**ASSIGNMENT 1:**
Copy the passage on implausible movie tropes from "People that can" to "was common practice.", swapping "explosions" for "avalanches".
**ASSIGNMENT 2:**
Carry on the passage on implausible movie tropes, starting after its last line.

Auto-locking car doors.
Revolvers that hold 25 rounds.
That poison that makes it look like you’re dead for a few hours, but then you miraculously reawaken (that includes you Shakespeare!)
Stealth helicopters.
People that can outrun explosions.
Lasers making noise in space. (there’s at least three things wrong with that sentence)
AI
Man, you just obliterated every movie that has come out in the last decade. And Sherlock Holmes, by the way (re: point #1). Cool.
I recently read ‘Never Let Me Go’ by Kazuo Ishiguro, and was really impressed by the fact that he made no attempt to explain the science, but launched into the story as if we lived in a world where it was common practice.
I absolutely agree with you Henry, but do love stories where the magic carpets are given sciency names like ‘hyperspace drive’.
Of course yes ‘awakenings’ is a tearjerker.

**COLLECTED DATA:**

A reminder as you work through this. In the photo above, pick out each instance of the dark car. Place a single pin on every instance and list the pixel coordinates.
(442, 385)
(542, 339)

**RESPONSE AREA 1:**
People that can outrun avalanches.
Lasers making noise in space. (there’s at least three things wrong with that sentence)
AI
Man, you just obliterated every movie that has come out in the last decade. And Sherlock Holmes, by the way (re: point #1). Cool.
I recently read ‘Never Let Me Go’ by Kazuo Ishiguro, and was really impressed by the fact that he made no attempt to explain the science, but launched into the story as if we lived in a world where it was common practice.

**RESPONSE AREA 2:**
But, the miraculous effect of the drug L-Dopa is well potrayed in it and it serves as a demo to basic researchers in Parkinson’s disease on how the normal functioning is restored to a great extend by levodopa. A patient who had previously been frozen in a chair gets up and walks. It’s hard to imagine, it is true, that kind of thing actually occurs.
Anna: maybe we should forward all our inputs here to the Outbreak people – the comments speak a thousand words ;)
in all ways, Outbreak IS good!!
Actually, I remember quite enjoying Outbreak! But yes, it’s the suspension-of-disbelief thing. Whatever jolts you out of the story is a Bad Thing, but that’s irrespective of whether that Thing is respectably scientific or just phooey.
My pet hate was in Independence Day when the entire plot turns round being able to infect an alien speceship with a computer virus. It was almost as bad as watching Vivica Fox trawl her way from one end of post-apocalypse LA to the other without damaging her manicure. Okay, so it’s bubblegum, and I shouldn’t have minded. But I did.
A pal of mine is marine biologist Adam Summers who woke up one day to find himself the science adviser to Pixar’s Finding Nemo (read his story here.) The movie-makers were very keen to make the film as realistic as possible—up to a point. Whenever they felt that Adam was getting too pedantic they’d remind him that in the real world, fish don’t actually talk.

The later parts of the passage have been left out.